SOURCE DOCUMENT

============

I grew up in Kilkivan, and Ive seen many a great horse ride go through the main street. Its really great, Ive always sort of dreamed about going back there and riding in it.  Its probobly the only good thing about Kilkivan, lol. 

I would say, go for it.


----------



## happygoose123 (Jan 19, 2009)

cool! thanks sallyjane! yea i saw it once years ago and ive wanted to go init ever since! it loos amazing!


----------



## Miss Katie (Dec 30, 2007)

Oh cool. lol yeah Kilkivan is a typical small town. At least it has this one thing going for it. Not like Crows nest.


----------



## SallyJane (Feb 9, 2009)

They used to ride right past the shop we had on the main street and my sister and I would stand and watch them, our mum would be like 
'Noooo! Get away from where the horses can get you, they will stand on you!!' Then she would like, make us stand inside. :lol: Shes over her fear of horses now thank goodness.

============

SUPPLIED DATA
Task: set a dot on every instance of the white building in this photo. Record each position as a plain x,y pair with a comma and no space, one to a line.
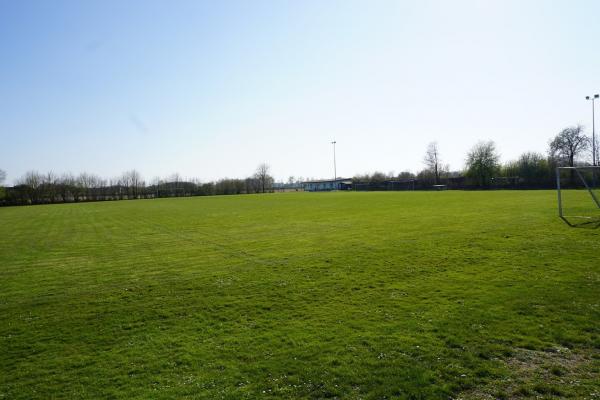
327,184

============

WHAT TO WORK ON
1 - Reproduce the part of the Kilkivan horse ride thread that opens with the words containing "## Miss Katie" and closes with "now thank goodness.", swapping "shop" for "store".
2 - In the Kilkivan horse ride thread, what did SallyJane's mum make her and her sister do when the horses rode past?

RESPONSES IN ORDER
1 -
## Miss Katie (Dec 30, 2007)

Oh cool. lol yeah Kilkivan is a typical small town. At least it has this one thing going for it. Not like Crows nest.


----------



## SallyJane (Feb 9, 2009)

They used to ride right past the store we had on the main street and my sister and I would stand and watch them, our mum would be like 
'Noooo! Get away from where the horses can get you, they will stand on you!!' Then she would like, make us stand inside. :lol: Shes over her fear of horses now thank goodness.

2 - She made them stand inside.